Which lines of the items below contain the string "inside"? Pick out each of those lines and copy it whole, treating uppercase and lowercase as different.

-- BEGIN SUPPLIED MATERIAL --

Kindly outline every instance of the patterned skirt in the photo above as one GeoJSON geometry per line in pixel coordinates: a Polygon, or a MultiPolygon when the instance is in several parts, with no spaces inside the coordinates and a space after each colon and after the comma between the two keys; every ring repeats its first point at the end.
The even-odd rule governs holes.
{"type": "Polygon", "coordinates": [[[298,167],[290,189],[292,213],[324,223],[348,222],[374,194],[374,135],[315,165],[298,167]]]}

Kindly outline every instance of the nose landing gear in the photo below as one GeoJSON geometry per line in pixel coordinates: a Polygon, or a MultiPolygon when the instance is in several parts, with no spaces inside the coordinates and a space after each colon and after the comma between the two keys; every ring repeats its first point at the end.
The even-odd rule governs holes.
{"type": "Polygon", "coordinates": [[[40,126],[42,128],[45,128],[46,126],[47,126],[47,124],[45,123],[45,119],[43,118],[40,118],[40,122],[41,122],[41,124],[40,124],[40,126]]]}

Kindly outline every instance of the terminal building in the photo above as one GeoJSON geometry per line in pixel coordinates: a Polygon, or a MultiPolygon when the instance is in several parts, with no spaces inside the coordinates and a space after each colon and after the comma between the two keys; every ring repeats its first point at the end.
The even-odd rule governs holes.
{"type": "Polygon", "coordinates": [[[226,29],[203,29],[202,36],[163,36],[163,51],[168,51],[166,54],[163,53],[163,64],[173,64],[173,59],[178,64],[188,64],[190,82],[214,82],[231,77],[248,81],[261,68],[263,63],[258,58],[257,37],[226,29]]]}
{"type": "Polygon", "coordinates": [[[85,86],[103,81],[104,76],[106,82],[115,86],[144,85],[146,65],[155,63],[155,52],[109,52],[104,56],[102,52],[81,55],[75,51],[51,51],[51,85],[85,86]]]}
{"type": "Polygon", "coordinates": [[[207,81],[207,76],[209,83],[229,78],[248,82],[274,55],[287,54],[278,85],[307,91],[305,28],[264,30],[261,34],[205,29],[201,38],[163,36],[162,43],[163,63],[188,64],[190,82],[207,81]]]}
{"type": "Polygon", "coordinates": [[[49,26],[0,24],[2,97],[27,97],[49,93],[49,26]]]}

-- END SUPPLIED MATERIAL --

* [COMPLETE RESPONSE]:
Kindly outline every instance of the patterned skirt in the photo above as one GeoJSON geometry per line in pixel coordinates: a Polygon, or a MultiPolygon when the instance is in several parts, with no spaces inside the coordinates and a space after each colon and after the comma between the two keys; every ring repeats its first point at the end.
Kindly outline every instance of the nose landing gear in the photo below as one GeoJSON geometry per line in pixel coordinates: a Polygon, or a MultiPolygon when the instance is in several parts, with no spaces inside the coordinates and a space after each colon and after the comma between the two keys; every ring repeats its first point at the end.
Kindly outline every instance of the terminal building in the photo above as one GeoJSON geometry per line in pixel coordinates: a Polygon, or a MultiPolygon when the instance is in several parts, with no spaces inside the coordinates and a space after each colon and after the comma between the two keys; every ring repeats its first point at the end.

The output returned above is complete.